» **DIRECTIVE**
Reproduce the rows from the line containing "Reviewer note: every instance of the green vegetation" through the end of the rows, inclusive, replacing "Reviewer note" with "Annotator note" and leaving everything else unchanged.

======== DATA FOR PROCESSING ========

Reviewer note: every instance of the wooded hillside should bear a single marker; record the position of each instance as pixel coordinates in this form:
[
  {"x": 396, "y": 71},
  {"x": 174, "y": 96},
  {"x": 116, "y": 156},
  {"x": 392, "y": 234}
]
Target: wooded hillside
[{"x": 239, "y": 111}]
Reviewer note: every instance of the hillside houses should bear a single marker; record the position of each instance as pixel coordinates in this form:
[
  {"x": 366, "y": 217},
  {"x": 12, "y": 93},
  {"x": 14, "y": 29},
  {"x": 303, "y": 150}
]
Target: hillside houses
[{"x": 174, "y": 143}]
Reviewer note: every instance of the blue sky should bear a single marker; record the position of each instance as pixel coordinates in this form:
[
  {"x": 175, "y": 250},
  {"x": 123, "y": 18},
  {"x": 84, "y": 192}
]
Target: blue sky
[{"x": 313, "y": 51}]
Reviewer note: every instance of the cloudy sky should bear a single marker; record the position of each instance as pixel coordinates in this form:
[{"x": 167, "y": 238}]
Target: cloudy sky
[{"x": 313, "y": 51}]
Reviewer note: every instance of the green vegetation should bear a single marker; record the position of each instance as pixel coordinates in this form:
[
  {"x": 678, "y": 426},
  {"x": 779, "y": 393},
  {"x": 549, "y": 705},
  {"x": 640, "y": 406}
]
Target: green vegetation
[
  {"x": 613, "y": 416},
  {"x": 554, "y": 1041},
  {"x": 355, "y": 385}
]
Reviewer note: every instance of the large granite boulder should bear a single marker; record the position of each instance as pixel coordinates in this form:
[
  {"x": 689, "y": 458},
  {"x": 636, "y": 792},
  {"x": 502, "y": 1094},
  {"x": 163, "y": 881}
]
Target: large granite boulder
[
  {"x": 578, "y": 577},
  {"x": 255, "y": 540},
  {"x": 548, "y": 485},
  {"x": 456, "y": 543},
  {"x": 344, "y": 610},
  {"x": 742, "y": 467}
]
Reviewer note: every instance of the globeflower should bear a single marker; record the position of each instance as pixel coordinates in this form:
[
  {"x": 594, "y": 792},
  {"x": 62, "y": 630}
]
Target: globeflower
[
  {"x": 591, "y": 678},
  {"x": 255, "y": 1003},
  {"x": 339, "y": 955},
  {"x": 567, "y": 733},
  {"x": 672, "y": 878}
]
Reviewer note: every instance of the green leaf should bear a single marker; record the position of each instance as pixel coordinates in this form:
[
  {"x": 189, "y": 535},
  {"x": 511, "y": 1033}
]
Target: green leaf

========

» **RESPONSE TO THIS TASK**
Annotator note: every instance of the green vegetation should bear a single marker; record the position of each instance as pixel coordinates in this form:
[
  {"x": 678, "y": 426},
  {"x": 779, "y": 393},
  {"x": 549, "y": 705},
  {"x": 640, "y": 406}
]
Target: green vegetation
[
  {"x": 613, "y": 416},
  {"x": 554, "y": 1041},
  {"x": 355, "y": 385}
]
Annotator note: every instance of the large granite boulder should bear a single marker; record the position of each instance as pixel coordinates in this form:
[
  {"x": 689, "y": 458},
  {"x": 636, "y": 792},
  {"x": 502, "y": 1094},
  {"x": 163, "y": 881}
]
Target: large granite boulder
[
  {"x": 578, "y": 577},
  {"x": 255, "y": 540},
  {"x": 548, "y": 485},
  {"x": 456, "y": 543},
  {"x": 344, "y": 610},
  {"x": 742, "y": 467}
]
Annotator note: every instance of the globeflower should bear a single marker; record the position of each instance as pixel coordinates in this form:
[
  {"x": 594, "y": 792},
  {"x": 62, "y": 630}
]
Target: globeflower
[
  {"x": 591, "y": 678},
  {"x": 255, "y": 1003},
  {"x": 339, "y": 955},
  {"x": 567, "y": 733},
  {"x": 672, "y": 878}
]
Annotator note: every instance of the green leaf should bear a single marker; record the position of each instance as pixel coordinates in this form:
[
  {"x": 189, "y": 535},
  {"x": 511, "y": 1033}
]
Target: green leaf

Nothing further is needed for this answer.